━━━ Data ━━━

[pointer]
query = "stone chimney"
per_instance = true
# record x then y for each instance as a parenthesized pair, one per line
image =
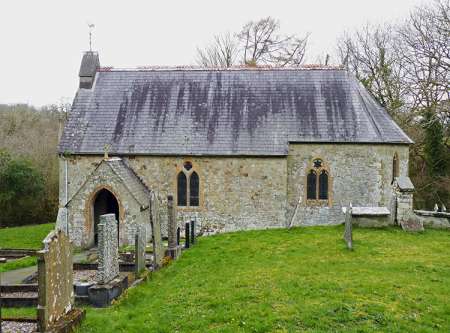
(89, 66)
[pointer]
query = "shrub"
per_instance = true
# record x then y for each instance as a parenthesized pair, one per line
(21, 191)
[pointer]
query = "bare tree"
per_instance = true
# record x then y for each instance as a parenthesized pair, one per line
(222, 52)
(257, 43)
(372, 55)
(261, 42)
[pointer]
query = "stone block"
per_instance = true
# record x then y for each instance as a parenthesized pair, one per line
(412, 223)
(139, 249)
(55, 279)
(348, 233)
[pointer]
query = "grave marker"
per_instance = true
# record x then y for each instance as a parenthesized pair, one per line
(186, 235)
(348, 233)
(55, 278)
(139, 249)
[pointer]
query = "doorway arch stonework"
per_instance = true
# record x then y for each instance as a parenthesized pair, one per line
(133, 197)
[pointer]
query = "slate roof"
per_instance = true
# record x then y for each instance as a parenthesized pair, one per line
(223, 112)
(89, 64)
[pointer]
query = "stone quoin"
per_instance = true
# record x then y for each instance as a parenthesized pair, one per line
(244, 148)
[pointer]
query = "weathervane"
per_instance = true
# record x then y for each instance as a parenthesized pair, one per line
(106, 150)
(91, 28)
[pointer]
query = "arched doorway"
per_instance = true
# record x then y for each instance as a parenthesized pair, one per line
(105, 203)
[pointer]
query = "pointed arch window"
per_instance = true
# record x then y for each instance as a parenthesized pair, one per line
(188, 186)
(311, 185)
(318, 183)
(395, 167)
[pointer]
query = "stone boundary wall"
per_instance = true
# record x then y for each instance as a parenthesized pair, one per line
(55, 276)
(434, 220)
(108, 249)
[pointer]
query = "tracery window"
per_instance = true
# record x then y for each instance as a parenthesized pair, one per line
(188, 186)
(317, 182)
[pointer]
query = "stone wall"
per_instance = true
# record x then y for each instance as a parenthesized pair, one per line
(236, 192)
(360, 174)
(259, 192)
(82, 193)
(108, 249)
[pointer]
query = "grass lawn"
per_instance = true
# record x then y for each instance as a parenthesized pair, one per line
(26, 237)
(289, 281)
(19, 312)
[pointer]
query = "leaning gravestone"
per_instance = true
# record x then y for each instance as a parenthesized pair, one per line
(412, 223)
(55, 278)
(173, 250)
(348, 233)
(139, 249)
(108, 249)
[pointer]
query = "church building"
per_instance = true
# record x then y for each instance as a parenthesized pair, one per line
(238, 148)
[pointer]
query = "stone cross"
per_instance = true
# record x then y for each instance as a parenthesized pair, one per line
(348, 233)
(139, 249)
(192, 232)
(108, 249)
(55, 280)
(186, 235)
(171, 223)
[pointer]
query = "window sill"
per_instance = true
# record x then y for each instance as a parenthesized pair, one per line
(318, 202)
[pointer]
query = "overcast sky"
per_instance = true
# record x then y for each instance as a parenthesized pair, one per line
(42, 41)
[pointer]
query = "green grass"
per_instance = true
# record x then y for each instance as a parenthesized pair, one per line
(19, 313)
(26, 237)
(18, 263)
(290, 281)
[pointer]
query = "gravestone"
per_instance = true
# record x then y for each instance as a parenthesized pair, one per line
(412, 223)
(348, 233)
(108, 249)
(139, 249)
(173, 249)
(186, 235)
(155, 222)
(55, 278)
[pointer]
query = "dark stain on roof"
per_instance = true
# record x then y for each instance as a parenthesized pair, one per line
(220, 112)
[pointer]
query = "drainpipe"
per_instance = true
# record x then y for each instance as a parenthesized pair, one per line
(66, 195)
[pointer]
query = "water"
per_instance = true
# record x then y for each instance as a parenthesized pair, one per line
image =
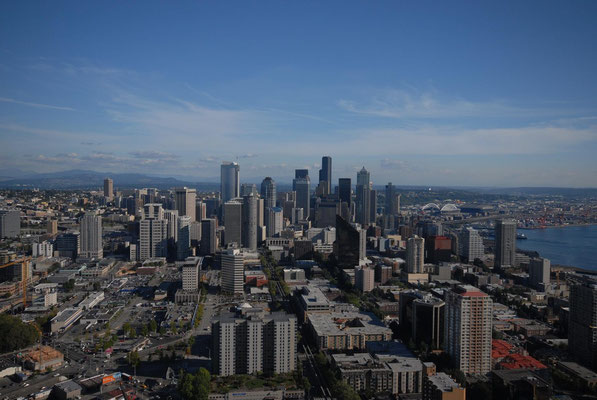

━━━

Find every line in the entries that includes the word "wall", then state how many there are and nothing else.

2